Object pointing dataset rows:
-- start --

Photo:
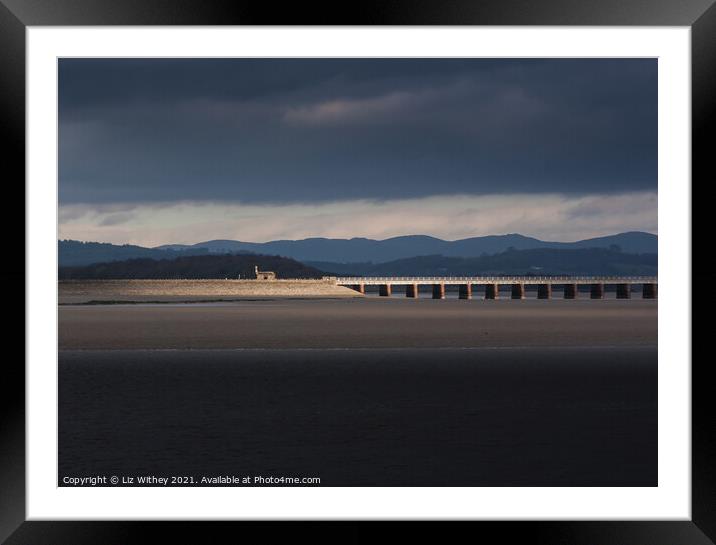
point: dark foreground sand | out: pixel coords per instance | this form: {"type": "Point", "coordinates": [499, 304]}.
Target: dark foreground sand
{"type": "Point", "coordinates": [402, 417]}
{"type": "Point", "coordinates": [360, 323]}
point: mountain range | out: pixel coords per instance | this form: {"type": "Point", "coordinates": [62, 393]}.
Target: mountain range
{"type": "Point", "coordinates": [354, 250]}
{"type": "Point", "coordinates": [379, 251]}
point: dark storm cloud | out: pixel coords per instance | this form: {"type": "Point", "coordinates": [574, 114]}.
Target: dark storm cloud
{"type": "Point", "coordinates": [305, 130]}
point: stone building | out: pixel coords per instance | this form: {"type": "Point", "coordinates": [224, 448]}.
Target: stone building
{"type": "Point", "coordinates": [264, 275]}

-- end --

■ **Prompt**:
Your task is to repeat the material above exactly, without its pictures.

■ **Result**:
Photo:
point: dark foreground sand | out: pixel coords per instance | this form: {"type": "Point", "coordinates": [499, 304]}.
Target: dark foreground sand
{"type": "Point", "coordinates": [402, 417]}
{"type": "Point", "coordinates": [360, 323]}
point: mountain range | out: pixel coords per instance | this form: {"type": "Point", "coordinates": [62, 393]}.
Target: mountain range
{"type": "Point", "coordinates": [354, 250]}
{"type": "Point", "coordinates": [379, 251]}
point: dark storm cloud | out: pixel coords per instance | this form: {"type": "Point", "coordinates": [574, 114]}.
Target: dark storm cloud
{"type": "Point", "coordinates": [305, 130]}
point: stone building | out: pixel coords per instance | this form: {"type": "Point", "coordinates": [224, 448]}.
Target: stone building
{"type": "Point", "coordinates": [264, 275]}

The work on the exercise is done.